-- start Data for processing --

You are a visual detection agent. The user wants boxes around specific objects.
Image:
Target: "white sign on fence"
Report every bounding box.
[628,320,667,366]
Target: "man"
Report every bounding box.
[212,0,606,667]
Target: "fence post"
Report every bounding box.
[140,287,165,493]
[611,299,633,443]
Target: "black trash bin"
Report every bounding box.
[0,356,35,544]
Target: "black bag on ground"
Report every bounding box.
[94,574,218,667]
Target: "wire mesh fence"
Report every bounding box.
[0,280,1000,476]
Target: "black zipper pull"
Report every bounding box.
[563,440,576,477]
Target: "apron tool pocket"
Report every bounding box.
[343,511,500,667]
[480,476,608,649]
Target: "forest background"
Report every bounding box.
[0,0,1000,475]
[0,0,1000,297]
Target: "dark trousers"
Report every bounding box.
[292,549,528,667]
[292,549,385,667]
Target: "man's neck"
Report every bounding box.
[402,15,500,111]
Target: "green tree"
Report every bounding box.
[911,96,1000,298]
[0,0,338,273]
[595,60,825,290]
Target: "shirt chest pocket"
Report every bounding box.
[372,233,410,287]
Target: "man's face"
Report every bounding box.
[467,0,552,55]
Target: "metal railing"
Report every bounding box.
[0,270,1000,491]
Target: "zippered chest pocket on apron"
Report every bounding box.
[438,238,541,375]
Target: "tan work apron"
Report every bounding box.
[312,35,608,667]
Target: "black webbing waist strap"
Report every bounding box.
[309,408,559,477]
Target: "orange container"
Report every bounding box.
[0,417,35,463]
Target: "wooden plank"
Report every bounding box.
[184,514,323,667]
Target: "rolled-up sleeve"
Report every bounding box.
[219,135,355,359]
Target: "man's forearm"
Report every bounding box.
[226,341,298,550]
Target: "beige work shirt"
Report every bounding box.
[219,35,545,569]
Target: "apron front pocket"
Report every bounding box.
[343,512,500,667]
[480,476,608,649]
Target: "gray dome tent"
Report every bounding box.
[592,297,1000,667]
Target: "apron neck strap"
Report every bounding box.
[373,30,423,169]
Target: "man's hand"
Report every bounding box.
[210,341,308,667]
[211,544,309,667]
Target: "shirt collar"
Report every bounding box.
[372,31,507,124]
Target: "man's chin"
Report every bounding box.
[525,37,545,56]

-- end Data for processing --

* _Requirements_
Reproduce every one of the records above verbatim, line for line.

* _Expected answer_
You are a visual detection agent. The user wants boxes around specific objects.
Image:
Target: "white sign on fence"
Report every bounding box.
[628,320,667,366]
Target: "man"
Report every bounding box.
[212,0,606,667]
Target: "fence post"
Report every bounding box.
[140,287,165,493]
[611,299,633,443]
Target: "black trash bin"
Report every bounding box.
[0,356,35,544]
Target: "black bag on ground"
Report every bounding box.
[94,574,218,667]
Target: "wire mesh fence"
Report every bounding box.
[0,280,1000,476]
Target: "black zipper pull"
Report every bounding box.
[563,440,576,477]
Target: "apron tool pocket"
Report every bounding box.
[343,511,500,667]
[480,476,608,649]
Target: "forest background"
Report every bounding box.
[0,0,1000,475]
[0,0,1000,297]
Target: "dark trousers"
Report every bounding box.
[292,549,528,667]
[292,549,385,667]
Target: "man's neck"
Report every bounding box.
[402,15,500,111]
Target: "green tree"
Report every bounding box.
[911,96,1000,298]
[0,0,338,273]
[595,60,825,290]
Target: "shirt chest pocket"
Report every bounding box.
[372,233,410,287]
Target: "man's face"
Report every bounding box.
[467,0,552,55]
Target: "metal railing"
Report every bounding box.
[0,270,1000,491]
Target: "zippered chest pocket on apron"
Report every bounding box.
[438,238,541,375]
Target: "tan work apron"
Report every bounding box.
[312,35,608,667]
Target: "black webbing waist strap"
Report every bounding box.
[309,408,559,477]
Target: "orange container"
Report every bounding box.
[0,417,35,463]
Target: "wooden plank"
Report every bounding box.
[184,514,323,667]
Target: "rolled-up sleeve"
Report every bounding box.
[219,135,355,359]
Target: "man's forearm"
Report every bounding box.
[226,341,298,550]
Target: "beige work shirt"
Report every bounding box.
[219,35,545,569]
Target: "apron front pocket"
Report every bounding box.
[343,512,500,667]
[480,476,608,649]
Target: "gray dome tent"
Report every bounding box.
[592,297,1000,667]
Target: "apron neck strap"
Report every bounding box.
[373,30,423,169]
Target: "man's hand"
Report every bounding box.
[210,341,308,667]
[211,544,309,667]
Target: "shirt collar"
Report every bounding box.
[372,31,507,124]
Target: "man's chin"
Report every bounding box.
[525,37,545,56]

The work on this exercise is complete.